§ **Task goal**:
Reproduce the lines below verbatim, from the line with "input: horse head -> output: bbox" to the line with "[74,62,170,128]", including both of those lines.

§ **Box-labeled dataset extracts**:
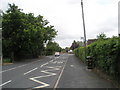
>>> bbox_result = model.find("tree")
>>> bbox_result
[70,40,79,50]
[2,4,57,59]
[97,33,106,39]
[46,41,62,55]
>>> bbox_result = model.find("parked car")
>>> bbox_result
[55,52,60,56]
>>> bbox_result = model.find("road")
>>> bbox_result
[0,54,114,90]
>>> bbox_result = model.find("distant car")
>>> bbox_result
[55,52,60,56]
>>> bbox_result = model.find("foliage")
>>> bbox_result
[74,37,120,81]
[97,33,106,39]
[70,40,79,50]
[2,4,57,58]
[46,41,62,55]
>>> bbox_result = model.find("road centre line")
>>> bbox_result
[53,59,68,90]
[24,68,38,75]
[0,80,12,87]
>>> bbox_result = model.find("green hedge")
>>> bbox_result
[74,37,120,82]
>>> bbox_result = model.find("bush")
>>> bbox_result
[74,37,120,81]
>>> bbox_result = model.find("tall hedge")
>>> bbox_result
[74,37,120,82]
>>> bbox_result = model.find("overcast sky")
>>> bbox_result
[0,0,119,47]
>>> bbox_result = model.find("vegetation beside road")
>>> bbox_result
[2,4,61,60]
[74,34,120,83]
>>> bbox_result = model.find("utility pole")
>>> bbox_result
[81,0,86,61]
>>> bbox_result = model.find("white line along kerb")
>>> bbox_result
[24,68,38,75]
[0,80,12,87]
[40,62,48,67]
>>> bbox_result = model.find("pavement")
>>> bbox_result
[0,54,115,90]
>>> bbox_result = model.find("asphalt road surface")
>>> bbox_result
[0,54,114,90]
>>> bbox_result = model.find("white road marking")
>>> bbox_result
[29,78,50,88]
[70,65,74,67]
[40,62,48,67]
[0,80,12,87]
[54,59,68,90]
[24,68,38,75]
[29,66,61,88]
[0,60,40,73]
[0,64,27,73]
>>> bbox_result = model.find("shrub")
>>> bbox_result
[74,37,120,81]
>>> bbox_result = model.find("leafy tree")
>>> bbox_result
[70,40,79,50]
[46,41,62,55]
[2,4,57,59]
[97,33,106,39]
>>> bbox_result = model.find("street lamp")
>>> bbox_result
[81,0,86,61]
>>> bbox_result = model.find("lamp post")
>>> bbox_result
[81,0,86,61]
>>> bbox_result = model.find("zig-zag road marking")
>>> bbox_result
[29,66,61,88]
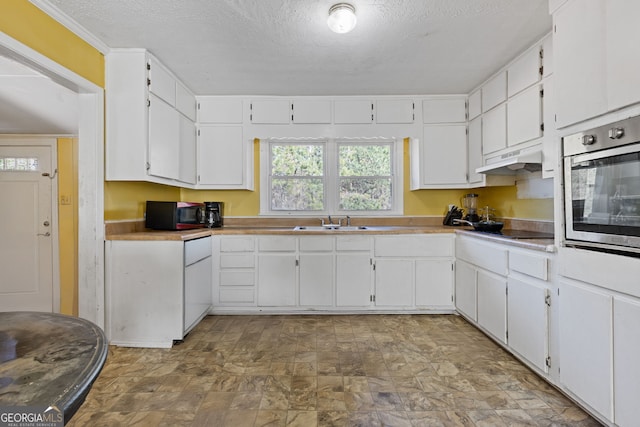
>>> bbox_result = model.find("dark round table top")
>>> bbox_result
[0,312,108,423]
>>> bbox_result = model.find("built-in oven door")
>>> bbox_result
[564,143,640,252]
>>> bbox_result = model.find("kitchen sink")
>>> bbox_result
[293,224,394,232]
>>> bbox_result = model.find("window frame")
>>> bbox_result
[260,137,404,217]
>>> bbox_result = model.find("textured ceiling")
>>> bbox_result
[38,0,551,95]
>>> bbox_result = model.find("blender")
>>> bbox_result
[462,193,480,222]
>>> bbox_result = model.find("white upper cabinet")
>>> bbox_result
[376,99,415,123]
[421,125,467,184]
[176,82,196,122]
[147,56,176,107]
[250,99,291,124]
[333,99,373,124]
[553,0,608,128]
[198,96,243,124]
[292,99,331,124]
[482,103,507,154]
[604,0,640,111]
[482,71,507,113]
[507,85,542,147]
[469,89,482,120]
[198,125,253,190]
[422,97,467,124]
[507,45,542,97]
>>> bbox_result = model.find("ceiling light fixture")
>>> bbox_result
[327,3,357,34]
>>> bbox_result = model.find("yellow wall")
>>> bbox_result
[0,0,104,315]
[105,140,553,220]
[0,0,104,87]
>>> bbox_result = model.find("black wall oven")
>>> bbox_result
[563,116,640,256]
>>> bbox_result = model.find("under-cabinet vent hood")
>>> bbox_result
[476,147,542,175]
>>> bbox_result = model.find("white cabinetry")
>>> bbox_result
[105,237,212,347]
[374,235,454,310]
[558,280,613,419]
[376,99,415,124]
[333,99,373,125]
[336,235,373,308]
[258,236,298,307]
[198,125,253,190]
[298,236,335,307]
[105,49,195,185]
[213,236,256,308]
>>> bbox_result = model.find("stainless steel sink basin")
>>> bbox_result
[293,224,393,232]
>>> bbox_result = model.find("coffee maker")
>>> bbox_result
[204,202,223,228]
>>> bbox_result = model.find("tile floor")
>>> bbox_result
[68,315,600,427]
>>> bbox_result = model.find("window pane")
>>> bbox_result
[271,144,323,176]
[338,144,391,176]
[340,178,391,211]
[271,178,324,211]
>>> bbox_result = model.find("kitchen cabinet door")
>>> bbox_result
[482,104,507,155]
[467,117,485,185]
[333,99,373,125]
[558,281,616,419]
[376,99,415,123]
[198,126,252,189]
[507,277,549,372]
[336,253,372,307]
[507,45,542,98]
[250,99,291,125]
[147,55,176,107]
[374,259,414,307]
[455,260,478,321]
[300,253,334,307]
[292,99,331,124]
[553,0,608,128]
[604,0,640,111]
[197,96,243,124]
[258,253,297,307]
[422,97,467,124]
[477,270,507,343]
[613,298,640,426]
[178,115,197,184]
[415,259,454,310]
[469,89,482,120]
[507,85,542,147]
[421,125,467,185]
[482,71,507,113]
[148,94,180,179]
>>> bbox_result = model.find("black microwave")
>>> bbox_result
[145,201,206,230]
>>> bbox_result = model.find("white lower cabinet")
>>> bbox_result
[477,269,507,344]
[613,297,640,426]
[558,280,612,425]
[105,237,212,348]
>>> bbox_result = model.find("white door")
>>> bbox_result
[0,145,57,312]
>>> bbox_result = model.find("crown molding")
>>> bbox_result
[29,0,111,55]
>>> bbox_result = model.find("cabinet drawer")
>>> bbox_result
[258,236,296,252]
[220,254,255,268]
[220,236,255,252]
[300,236,333,252]
[184,237,211,266]
[220,270,256,286]
[220,289,255,303]
[336,236,371,251]
[374,235,453,257]
[509,251,549,280]
[456,238,508,276]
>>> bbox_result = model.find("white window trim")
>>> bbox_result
[260,137,404,217]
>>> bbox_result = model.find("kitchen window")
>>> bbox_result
[260,138,402,215]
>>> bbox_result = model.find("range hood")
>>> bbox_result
[476,147,542,175]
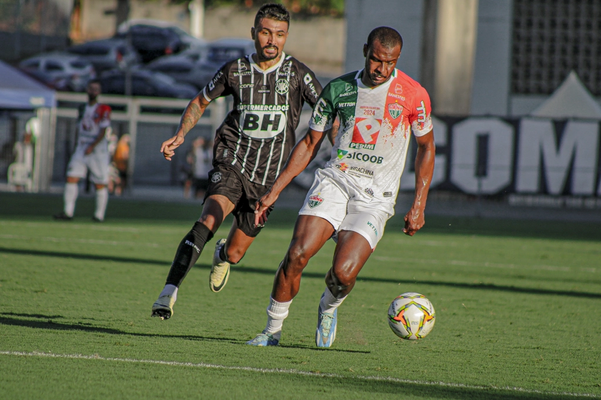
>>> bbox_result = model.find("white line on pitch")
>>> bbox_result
[373,255,597,273]
[0,351,599,398]
[0,235,160,247]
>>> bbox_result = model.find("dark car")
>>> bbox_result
[144,47,207,90]
[115,21,206,63]
[67,38,141,74]
[100,70,198,99]
[19,68,71,92]
[19,52,96,92]
[198,38,255,86]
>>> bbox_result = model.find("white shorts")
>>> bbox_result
[298,168,393,249]
[67,143,110,185]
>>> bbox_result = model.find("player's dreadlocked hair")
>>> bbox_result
[255,3,290,26]
[367,26,403,48]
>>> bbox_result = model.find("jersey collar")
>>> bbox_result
[355,68,398,90]
[248,51,288,74]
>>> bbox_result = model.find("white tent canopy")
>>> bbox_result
[0,61,56,110]
[530,71,601,119]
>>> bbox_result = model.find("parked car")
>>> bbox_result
[115,20,203,63]
[19,68,70,92]
[192,38,255,87]
[144,47,208,90]
[67,38,141,74]
[19,52,96,92]
[100,69,198,99]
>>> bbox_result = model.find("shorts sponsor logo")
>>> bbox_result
[211,172,221,183]
[367,221,378,237]
[335,163,348,172]
[346,152,384,164]
[350,167,374,177]
[275,79,289,95]
[349,117,382,150]
[388,103,403,119]
[309,194,323,208]
[240,111,286,139]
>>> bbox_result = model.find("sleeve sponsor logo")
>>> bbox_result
[388,103,403,119]
[309,193,323,208]
[349,117,382,150]
[275,79,290,95]
[417,100,426,123]
[311,99,326,125]
[240,111,287,139]
[211,172,221,183]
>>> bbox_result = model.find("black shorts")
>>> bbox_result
[205,165,273,237]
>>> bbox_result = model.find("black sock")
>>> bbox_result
[165,221,213,287]
[219,244,227,261]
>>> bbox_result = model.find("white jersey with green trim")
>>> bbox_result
[309,69,432,205]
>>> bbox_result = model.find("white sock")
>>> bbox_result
[319,288,348,313]
[263,297,292,340]
[63,183,79,217]
[159,284,179,301]
[94,186,109,221]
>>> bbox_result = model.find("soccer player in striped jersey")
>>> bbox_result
[152,4,322,319]
[248,27,435,347]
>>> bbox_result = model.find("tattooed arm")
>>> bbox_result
[403,131,436,236]
[161,92,210,161]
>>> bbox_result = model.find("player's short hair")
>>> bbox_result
[255,3,290,26]
[367,26,403,49]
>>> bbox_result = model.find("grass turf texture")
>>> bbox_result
[0,193,601,399]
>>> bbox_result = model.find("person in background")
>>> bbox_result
[54,79,111,222]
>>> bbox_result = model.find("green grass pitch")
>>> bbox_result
[0,193,601,400]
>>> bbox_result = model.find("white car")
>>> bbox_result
[19,52,96,92]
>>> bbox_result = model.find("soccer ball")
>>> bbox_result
[388,292,436,340]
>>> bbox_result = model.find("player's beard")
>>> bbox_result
[261,45,281,61]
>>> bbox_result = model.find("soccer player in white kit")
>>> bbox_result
[248,27,435,347]
[54,79,111,222]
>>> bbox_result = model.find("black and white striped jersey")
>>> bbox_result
[202,54,322,186]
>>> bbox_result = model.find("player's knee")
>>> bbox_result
[225,248,246,264]
[285,243,311,270]
[326,268,357,291]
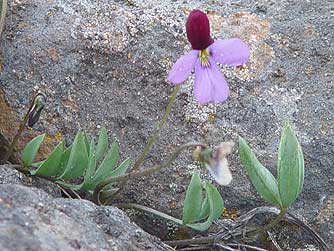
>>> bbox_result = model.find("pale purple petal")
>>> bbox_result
[209,38,250,66]
[168,50,199,84]
[194,57,229,105]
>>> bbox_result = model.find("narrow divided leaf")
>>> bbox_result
[182,171,203,224]
[30,141,64,177]
[277,123,304,208]
[60,131,88,179]
[93,142,119,184]
[239,137,282,207]
[95,127,108,161]
[22,134,45,166]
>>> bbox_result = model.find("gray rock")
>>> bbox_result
[0,165,62,198]
[0,0,334,248]
[0,184,169,251]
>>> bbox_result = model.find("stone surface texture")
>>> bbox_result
[0,0,334,249]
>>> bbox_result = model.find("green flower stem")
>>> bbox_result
[2,97,35,163]
[93,142,205,204]
[104,85,180,201]
[0,0,7,35]
[132,85,180,171]
[115,203,182,225]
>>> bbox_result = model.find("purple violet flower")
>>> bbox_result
[168,10,250,105]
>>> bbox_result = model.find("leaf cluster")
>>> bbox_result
[239,123,304,210]
[22,128,130,192]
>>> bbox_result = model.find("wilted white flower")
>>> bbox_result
[194,141,234,186]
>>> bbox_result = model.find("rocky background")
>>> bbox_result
[0,0,334,250]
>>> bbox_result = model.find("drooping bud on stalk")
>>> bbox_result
[186,10,213,50]
[28,93,46,127]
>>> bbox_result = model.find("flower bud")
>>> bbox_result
[28,93,46,127]
[186,10,213,50]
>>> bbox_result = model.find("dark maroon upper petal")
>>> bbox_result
[186,10,213,50]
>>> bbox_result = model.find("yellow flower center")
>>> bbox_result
[199,48,210,67]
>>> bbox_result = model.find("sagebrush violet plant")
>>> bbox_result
[168,10,250,105]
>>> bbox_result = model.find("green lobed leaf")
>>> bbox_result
[84,132,90,156]
[277,123,304,208]
[239,137,282,207]
[60,131,88,179]
[187,182,224,231]
[22,134,45,166]
[182,171,203,224]
[55,146,72,177]
[57,181,83,191]
[197,196,210,221]
[89,142,119,184]
[30,141,64,177]
[107,158,131,177]
[95,127,108,161]
[204,182,224,220]
[82,155,96,190]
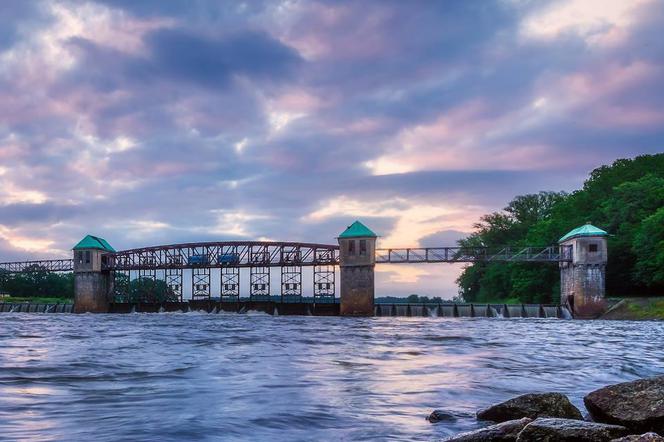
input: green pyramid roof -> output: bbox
[339,221,378,238]
[558,223,608,242]
[74,235,115,252]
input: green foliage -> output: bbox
[457,154,664,302]
[0,266,74,299]
[632,207,664,286]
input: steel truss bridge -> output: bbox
[0,241,572,302]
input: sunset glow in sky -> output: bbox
[0,0,664,297]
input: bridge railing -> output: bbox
[0,259,74,273]
[103,242,339,270]
[376,246,572,264]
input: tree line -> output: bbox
[457,154,664,303]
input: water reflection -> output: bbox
[0,313,664,441]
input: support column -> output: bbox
[74,235,115,313]
[338,221,376,316]
[560,224,607,319]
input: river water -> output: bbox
[0,313,664,442]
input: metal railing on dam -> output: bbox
[0,299,571,319]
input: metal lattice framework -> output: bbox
[376,246,572,264]
[0,259,74,273]
[105,241,339,270]
[0,241,573,302]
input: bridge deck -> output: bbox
[0,241,572,273]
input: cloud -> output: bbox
[0,0,664,296]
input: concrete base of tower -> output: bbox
[74,272,113,313]
[339,266,374,316]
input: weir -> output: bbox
[0,221,607,318]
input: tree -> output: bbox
[632,206,664,292]
[457,154,664,302]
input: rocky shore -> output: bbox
[427,376,664,442]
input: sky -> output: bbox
[0,0,664,298]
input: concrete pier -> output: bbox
[337,221,377,316]
[74,235,115,313]
[559,223,608,319]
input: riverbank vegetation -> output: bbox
[457,154,664,303]
[0,267,74,302]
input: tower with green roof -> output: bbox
[73,235,115,313]
[558,223,608,318]
[337,221,377,316]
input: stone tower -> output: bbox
[558,223,608,318]
[338,221,376,316]
[73,235,115,313]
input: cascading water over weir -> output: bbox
[0,221,607,318]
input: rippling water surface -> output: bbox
[0,313,664,441]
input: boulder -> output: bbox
[477,393,583,422]
[445,417,532,442]
[583,376,664,434]
[516,418,628,442]
[427,410,457,424]
[611,433,664,442]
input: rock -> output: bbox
[477,393,583,422]
[611,433,664,442]
[427,410,457,424]
[445,417,532,442]
[583,376,664,433]
[516,418,628,442]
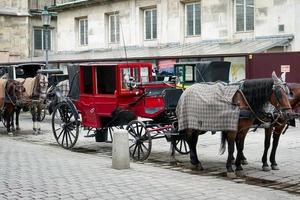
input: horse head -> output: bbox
[36,74,48,99]
[270,72,293,120]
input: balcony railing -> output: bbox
[29,0,57,10]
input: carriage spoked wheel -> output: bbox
[126,120,152,161]
[52,102,79,149]
[175,138,190,155]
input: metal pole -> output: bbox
[45,26,49,69]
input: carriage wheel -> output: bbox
[52,102,79,149]
[1,116,7,128]
[126,120,152,161]
[41,108,47,121]
[175,138,190,155]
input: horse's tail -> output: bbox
[219,131,227,155]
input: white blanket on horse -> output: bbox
[56,79,70,97]
[0,78,7,109]
[16,77,36,97]
[176,83,240,131]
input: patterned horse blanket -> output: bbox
[56,79,70,97]
[0,78,7,109]
[176,82,240,131]
[16,77,36,97]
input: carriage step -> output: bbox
[165,132,179,137]
[84,134,96,137]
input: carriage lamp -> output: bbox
[42,6,51,68]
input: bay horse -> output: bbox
[16,73,48,134]
[3,80,25,135]
[248,83,300,171]
[177,74,292,175]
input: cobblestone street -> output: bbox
[0,114,300,200]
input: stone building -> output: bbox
[0,0,300,79]
[0,0,56,63]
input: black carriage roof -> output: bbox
[37,69,64,74]
[13,63,46,67]
[79,62,152,66]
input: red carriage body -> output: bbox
[74,62,170,128]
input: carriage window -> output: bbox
[96,66,116,94]
[141,67,149,83]
[121,68,130,89]
[185,65,194,81]
[132,67,139,82]
[176,66,184,82]
[81,67,93,94]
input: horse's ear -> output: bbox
[281,72,286,82]
[272,71,281,83]
[272,71,278,79]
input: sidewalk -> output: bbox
[0,115,300,199]
[0,136,299,200]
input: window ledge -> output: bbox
[185,35,201,38]
[235,30,254,34]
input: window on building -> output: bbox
[185,2,201,36]
[81,67,93,94]
[108,14,120,43]
[96,66,116,94]
[78,18,89,46]
[144,8,157,40]
[33,28,52,50]
[235,0,254,31]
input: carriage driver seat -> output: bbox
[162,88,183,116]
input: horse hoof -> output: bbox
[191,163,203,171]
[262,166,271,172]
[169,158,178,165]
[227,172,236,178]
[271,165,279,170]
[241,160,248,165]
[235,170,246,177]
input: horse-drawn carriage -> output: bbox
[52,63,188,160]
[52,60,291,176]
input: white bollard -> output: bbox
[112,129,130,169]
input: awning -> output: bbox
[1,35,294,63]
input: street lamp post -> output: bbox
[42,6,51,69]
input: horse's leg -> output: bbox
[16,107,21,131]
[5,104,13,136]
[222,132,236,177]
[261,127,273,171]
[10,108,16,131]
[270,129,281,170]
[235,129,248,176]
[170,136,177,165]
[186,130,203,170]
[30,105,37,134]
[36,103,42,134]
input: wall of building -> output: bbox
[57,0,300,51]
[0,16,29,58]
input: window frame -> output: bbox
[33,27,52,51]
[184,1,202,37]
[78,17,89,46]
[234,0,255,33]
[144,7,158,41]
[108,13,120,44]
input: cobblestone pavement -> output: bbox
[0,115,300,199]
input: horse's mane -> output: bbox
[241,78,274,113]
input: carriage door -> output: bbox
[95,65,117,126]
[79,66,98,127]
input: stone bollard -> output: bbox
[112,129,130,169]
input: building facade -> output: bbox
[56,0,300,52]
[0,0,56,62]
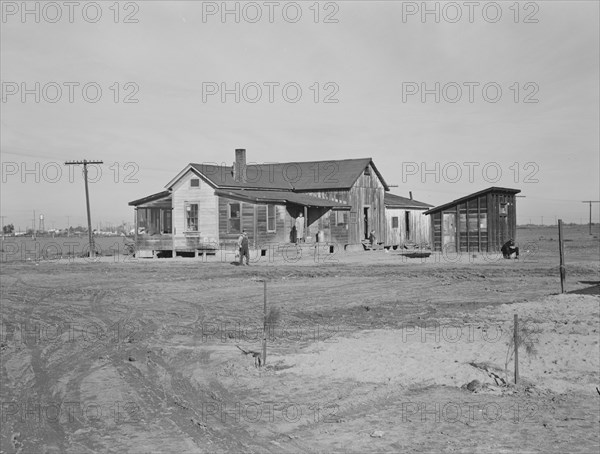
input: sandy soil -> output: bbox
[0,227,600,454]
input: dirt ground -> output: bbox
[0,225,600,454]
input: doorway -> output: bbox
[442,213,457,250]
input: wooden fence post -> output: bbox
[513,314,519,385]
[558,219,565,293]
[262,280,268,366]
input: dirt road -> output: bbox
[0,227,600,454]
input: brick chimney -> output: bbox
[233,148,246,183]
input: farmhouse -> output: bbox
[129,149,422,256]
[425,187,521,252]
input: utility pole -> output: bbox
[65,159,104,257]
[582,200,600,235]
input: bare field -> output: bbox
[0,226,600,454]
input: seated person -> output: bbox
[500,238,519,259]
[369,230,376,247]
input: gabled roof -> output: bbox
[383,192,433,209]
[215,189,350,210]
[128,191,171,206]
[423,186,521,214]
[166,158,389,192]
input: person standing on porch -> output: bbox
[296,213,304,243]
[238,230,250,266]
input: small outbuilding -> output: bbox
[384,192,433,247]
[424,187,521,252]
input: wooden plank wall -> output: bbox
[172,171,219,250]
[348,166,385,244]
[430,188,517,252]
[218,197,290,247]
[384,208,431,246]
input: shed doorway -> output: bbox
[442,213,456,250]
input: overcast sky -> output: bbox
[1,1,600,229]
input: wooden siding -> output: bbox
[300,165,385,244]
[382,208,431,246]
[218,197,290,247]
[431,192,517,252]
[171,171,219,251]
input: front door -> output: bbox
[442,213,456,251]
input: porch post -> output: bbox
[302,205,308,243]
[171,208,176,258]
[133,207,138,248]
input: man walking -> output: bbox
[238,230,250,266]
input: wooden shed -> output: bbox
[425,187,521,252]
[384,192,433,247]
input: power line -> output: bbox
[581,200,600,235]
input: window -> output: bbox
[185,203,198,232]
[479,213,487,232]
[267,205,277,232]
[163,210,172,233]
[335,211,348,225]
[227,203,242,233]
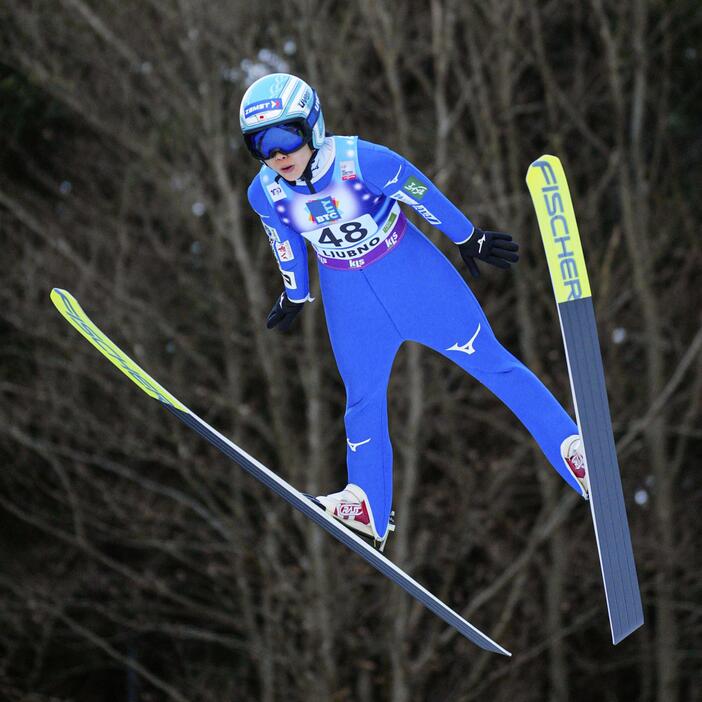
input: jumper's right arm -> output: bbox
[248,178,310,303]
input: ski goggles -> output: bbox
[244,120,312,161]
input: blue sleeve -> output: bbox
[248,176,310,302]
[358,139,475,244]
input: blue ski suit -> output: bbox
[248,136,580,537]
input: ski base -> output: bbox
[51,288,512,656]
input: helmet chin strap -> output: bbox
[300,149,319,182]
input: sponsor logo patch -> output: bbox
[402,176,429,200]
[266,183,287,202]
[261,222,280,246]
[383,212,397,234]
[413,205,441,224]
[244,98,283,119]
[339,161,356,180]
[280,268,297,290]
[390,190,417,205]
[275,241,295,261]
[305,195,341,224]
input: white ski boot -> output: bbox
[561,434,590,500]
[315,483,395,551]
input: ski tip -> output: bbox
[612,614,644,646]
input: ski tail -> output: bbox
[526,155,643,644]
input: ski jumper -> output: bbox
[248,136,580,537]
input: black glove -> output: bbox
[266,292,305,331]
[458,227,519,278]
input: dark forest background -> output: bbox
[0,0,702,702]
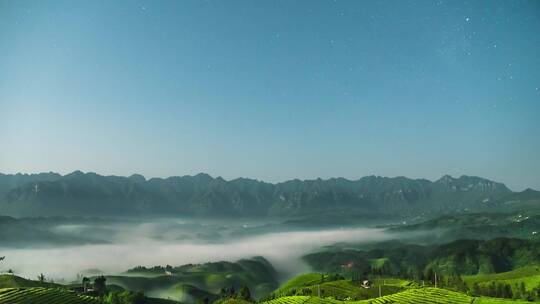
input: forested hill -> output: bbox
[0,171,540,216]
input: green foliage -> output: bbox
[0,287,99,304]
[103,291,146,304]
[304,238,540,282]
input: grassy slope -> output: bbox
[263,288,530,304]
[463,266,540,290]
[273,273,417,300]
[0,287,98,304]
[0,274,62,288]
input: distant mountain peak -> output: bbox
[129,174,146,183]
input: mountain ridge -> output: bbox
[0,170,540,216]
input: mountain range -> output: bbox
[0,171,540,216]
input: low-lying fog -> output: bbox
[0,220,391,281]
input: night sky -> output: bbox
[0,0,540,190]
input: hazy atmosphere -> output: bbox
[0,219,391,281]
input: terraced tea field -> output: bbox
[0,287,99,304]
[264,288,529,304]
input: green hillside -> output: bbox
[0,287,99,304]
[262,288,530,304]
[107,257,278,302]
[0,274,62,288]
[303,238,540,280]
[272,273,416,300]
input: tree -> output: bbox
[473,282,482,296]
[94,276,107,294]
[83,277,90,292]
[238,285,251,301]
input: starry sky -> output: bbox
[0,0,540,190]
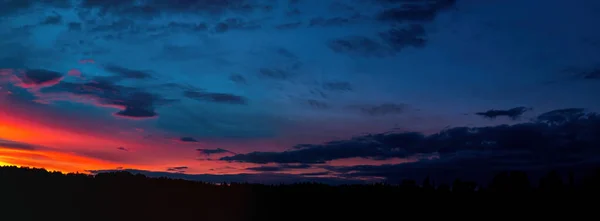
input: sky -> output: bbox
[0,0,600,183]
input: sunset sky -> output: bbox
[0,0,600,183]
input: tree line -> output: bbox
[0,166,600,221]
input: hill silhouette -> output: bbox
[0,166,600,220]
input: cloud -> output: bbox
[179,137,198,143]
[350,103,408,116]
[246,164,311,172]
[323,81,352,91]
[89,169,366,185]
[475,107,531,120]
[229,74,247,84]
[167,166,188,173]
[80,0,272,18]
[326,36,393,57]
[196,148,235,156]
[40,14,62,25]
[221,109,600,169]
[104,65,152,80]
[0,0,72,16]
[275,22,302,30]
[377,0,457,23]
[258,68,293,80]
[0,139,39,150]
[379,24,427,51]
[184,91,247,105]
[306,99,329,109]
[13,69,63,88]
[41,78,175,119]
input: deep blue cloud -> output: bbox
[246,164,311,172]
[179,137,198,143]
[41,79,174,118]
[184,91,247,105]
[90,169,366,185]
[196,148,235,156]
[221,109,600,166]
[15,69,63,87]
[0,138,39,150]
[475,107,531,120]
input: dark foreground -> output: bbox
[0,167,600,221]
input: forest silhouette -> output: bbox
[0,166,600,221]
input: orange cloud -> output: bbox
[0,146,128,173]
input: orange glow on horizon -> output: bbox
[0,146,127,173]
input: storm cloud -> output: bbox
[221,110,600,169]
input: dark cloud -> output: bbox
[0,138,38,150]
[229,74,247,84]
[275,22,302,30]
[213,18,261,33]
[67,22,82,31]
[583,69,600,80]
[379,24,427,51]
[350,103,408,116]
[89,169,365,185]
[221,109,600,171]
[258,68,292,80]
[14,69,63,87]
[327,36,393,57]
[246,164,311,172]
[276,48,298,59]
[179,137,198,143]
[309,17,352,27]
[104,65,152,80]
[300,171,330,176]
[40,14,62,25]
[377,0,457,23]
[306,99,329,109]
[475,107,531,120]
[41,78,175,119]
[221,133,429,164]
[196,148,235,156]
[184,91,247,105]
[323,82,352,91]
[167,166,188,173]
[0,0,72,16]
[537,108,587,124]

§ **Expected answer**:
input: horse head -> output: bbox
[36,74,48,99]
[270,72,293,120]
input: balcony railing -> output: bbox
[29,0,57,10]
input: carriage spoked wheel -> output: bbox
[126,120,152,161]
[52,102,79,149]
[175,138,190,155]
input: metal pole -> output: bbox
[45,26,49,69]
input: carriage wheel -> output: bbox
[52,102,79,149]
[1,116,7,128]
[126,120,152,161]
[41,108,47,121]
[175,138,190,155]
input: horse's tail -> output: bbox
[219,131,227,155]
input: white blanket on horse -> output: bbox
[56,79,70,97]
[0,78,7,109]
[16,77,36,97]
[176,83,240,131]
input: patterned horse blanket -> output: bbox
[56,79,70,97]
[0,78,7,109]
[176,82,240,131]
[16,77,36,97]
input: carriage step -> output: bbox
[165,132,179,137]
[84,134,96,137]
input: carriage lamp -> output: bbox
[42,6,51,68]
input: bay horse -> output: bbox
[16,73,48,134]
[3,80,25,135]
[248,83,300,171]
[177,74,292,175]
input: cobblestone street -> output: bbox
[0,114,300,200]
input: stone building -> output: bbox
[0,0,300,79]
[0,0,56,63]
input: black carriage roof -> output: bbox
[37,69,64,74]
[13,63,46,67]
[79,62,152,66]
input: red carriage body -> output: bbox
[74,62,170,128]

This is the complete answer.